-- Kurze Aufgabe A --
Geben Sie aus dem Text über die Beobachtung durch die Glasfront den Teil wieder, der mit den Worten „Und wer es noch“ beginnt und mit „mein Laptop mitnehmen.“ endet.
-- Kurze Aufgabe B --
Nennen Sie alle Dinge, die nach dem Text über die Beobachtung durch die Glasfront jemand draußen einfach nur genießen könnte.
-- Kurze Aufgabe C --
Schreiben Sie den Text über die Beobachtung durch die Glasfront im Anschluss an seinen letzten Satz weiter.

-- Textabschnitt --
——
Ich sitze auf der Couch, draußen zieht ein Sturm auf. Dennoch sitzen sie draußen: zwei Männer in einer Verhandlung, Mutter und Tochter, sie lächeln und trinken Kaffee und Saft, ein Paar mit Labrador, das sich streitet. Drei Tische nebeneinander. Und alle sechs Personen sitzen dort zeitgleich. Jeder erlebt eine andere Realität, während ich sie durch die Glasfront beobachte wie Schauspieler auf einer Bühne. Das kommt mir sonderbar vor. Und ich denke in diesem Moment, dass sie alle gerade etwas komplett Unterschiedliches empfinden. Der eine geht Konkurs oder gründet ein Geschäft oder lässt einen Deal platzen oder plant etwas, die andere beneidet die andere oder denkt an ihren Geliebten, ihren Mann, ihren Freund, ihre Freundin oder genießt einfach nur den Moment, das Beisammensein, den Beginn des Studiums, den Umzug in die neue Wohnung, den gemeinsamen Urlaub und die anderen denken an Scheidung, Hundeerziehung, sind wütend, hoffen auf Versöhnung, denken, der Urlaub ist vorüber und der Kaffee schmeckt nicht und nun wirft er mir auch noch vor, wie ich den Hund zu erziehen habe, nur weil er schon so viel mehr Hunde hatte als ich.


Und wer es noch nicht wusste: Ja, so ist das, wenn man keinen großen Filter hat, alles aufnimmt, deutet und dazu auch noch viel Fantasie hat und täglich mit Romanfiguren spricht. Ich habe nichts gehört, von dem, was draußen gesprochen wurde. Ich habe nur meine Vermutungen angestellt. Am liebsten hätte ich sie gleich ins Laptop hineingetippt. Ich saß übrigens nicht bei Junge am Markt, sondern bei dem an der Einfahrt in Wismar. Da geht das fantastisch. Setzt euch einfach mal auf die Couch mit Blick nach draußen! Das nächste Mal sollte ich mein Laptop mitnehmen.
——
-- Gesammelte Dateneinträge --
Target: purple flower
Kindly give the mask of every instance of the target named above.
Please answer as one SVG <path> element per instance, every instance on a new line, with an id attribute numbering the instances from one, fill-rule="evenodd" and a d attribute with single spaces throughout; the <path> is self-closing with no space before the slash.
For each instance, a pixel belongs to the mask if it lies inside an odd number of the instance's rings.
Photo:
——
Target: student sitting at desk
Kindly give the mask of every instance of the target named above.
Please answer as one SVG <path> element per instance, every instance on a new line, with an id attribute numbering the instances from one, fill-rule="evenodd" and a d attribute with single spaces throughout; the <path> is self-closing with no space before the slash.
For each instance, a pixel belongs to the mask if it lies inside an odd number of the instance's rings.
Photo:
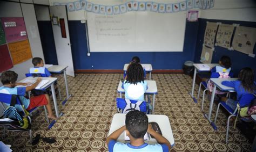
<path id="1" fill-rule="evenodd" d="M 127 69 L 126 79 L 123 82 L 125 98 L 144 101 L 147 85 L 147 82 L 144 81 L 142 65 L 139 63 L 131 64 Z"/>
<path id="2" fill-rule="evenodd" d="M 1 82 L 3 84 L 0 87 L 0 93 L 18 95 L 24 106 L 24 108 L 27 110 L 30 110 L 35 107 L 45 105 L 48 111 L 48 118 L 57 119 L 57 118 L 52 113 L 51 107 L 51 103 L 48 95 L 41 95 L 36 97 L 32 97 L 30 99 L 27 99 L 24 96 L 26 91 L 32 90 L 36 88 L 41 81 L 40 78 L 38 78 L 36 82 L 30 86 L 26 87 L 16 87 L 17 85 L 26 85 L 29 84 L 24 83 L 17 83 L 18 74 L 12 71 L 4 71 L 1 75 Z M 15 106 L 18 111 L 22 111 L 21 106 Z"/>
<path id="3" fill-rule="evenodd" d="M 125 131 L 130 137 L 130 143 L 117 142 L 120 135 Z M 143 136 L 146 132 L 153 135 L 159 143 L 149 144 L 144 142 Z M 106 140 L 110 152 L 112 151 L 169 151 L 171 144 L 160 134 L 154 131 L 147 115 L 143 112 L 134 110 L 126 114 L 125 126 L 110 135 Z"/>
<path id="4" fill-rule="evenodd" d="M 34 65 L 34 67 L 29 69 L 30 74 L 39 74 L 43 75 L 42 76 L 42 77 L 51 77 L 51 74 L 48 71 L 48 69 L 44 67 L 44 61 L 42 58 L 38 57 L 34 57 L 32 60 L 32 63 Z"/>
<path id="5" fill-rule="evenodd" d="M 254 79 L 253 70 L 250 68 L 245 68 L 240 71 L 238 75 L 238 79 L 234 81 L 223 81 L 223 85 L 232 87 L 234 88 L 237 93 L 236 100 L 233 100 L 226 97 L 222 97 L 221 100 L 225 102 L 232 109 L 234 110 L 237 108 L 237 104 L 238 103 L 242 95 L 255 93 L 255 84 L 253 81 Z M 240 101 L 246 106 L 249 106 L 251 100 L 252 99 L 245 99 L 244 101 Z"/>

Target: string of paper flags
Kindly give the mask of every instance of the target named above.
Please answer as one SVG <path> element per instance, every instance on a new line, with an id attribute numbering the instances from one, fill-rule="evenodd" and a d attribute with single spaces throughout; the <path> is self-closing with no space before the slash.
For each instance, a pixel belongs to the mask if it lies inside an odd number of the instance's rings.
——
-- Ergebnis der Aufgabe A --
Und wer es noch nicht wusste: Ja, so ist das, wenn man keinen großen Filter hat, alles aufnimmt, deutet und dazu auch noch viel Fantasie hat und täglich mit Romanfiguren spricht. Ich habe nichts gehört, von dem, was draußen gesprochen wurde. Ich habe nur meine Vermutungen angestellt. Am liebsten hätte ich sie gleich ins Laptop hineingetippt. Ich saß übrigens nicht bei Junge am Markt, sondern bei dem an der Einfahrt in Wismar. Da geht das fantastisch. Setzt euch einfach mal auf die Couch mit Blick nach draußen! Das nächste Mal sollte ich mein Laptop mitnehmen.

-- Ergebnis der Aufgabe B --
den Moment
das Beisammensein
den Beginn des Studiums
den Umzug in die neue Wohnung
den gemeinsamen Urlaub

-- Ergebnis der Aufgabe C --
Oft liege ich übrigens nah dran, an der Realität - was man so 'Realität' nennt. Das ist ganz sonderbar. In letzter Zeit besuchen mich Menschen, die mir direkt oder indirekt mitteilen, dass meine Romane nah an 'der' = ihrer Realität sind. Vor ein paar Tagen sagte ich: Ja, manchmal ist die Fantasie näher an der Realität, als man denkt.



3 Tische, eng nebeneinander, 3 Situationen, 6 Welten – weit entfernt voneinander - Hier fühle ich mich gleich ein wenig dazu herausgefordert, als Autorin das verbindende Element zu finden oder etwas, das diese Personen früher oder später miteinander verbinden könnte.



In diesem Sinne liebe Gruß in deine, Ihre, eure Welt! Und ich trinke meinen Kaffee auch woanders. Es ergab sich heute so. Liebe Grüße von Bente!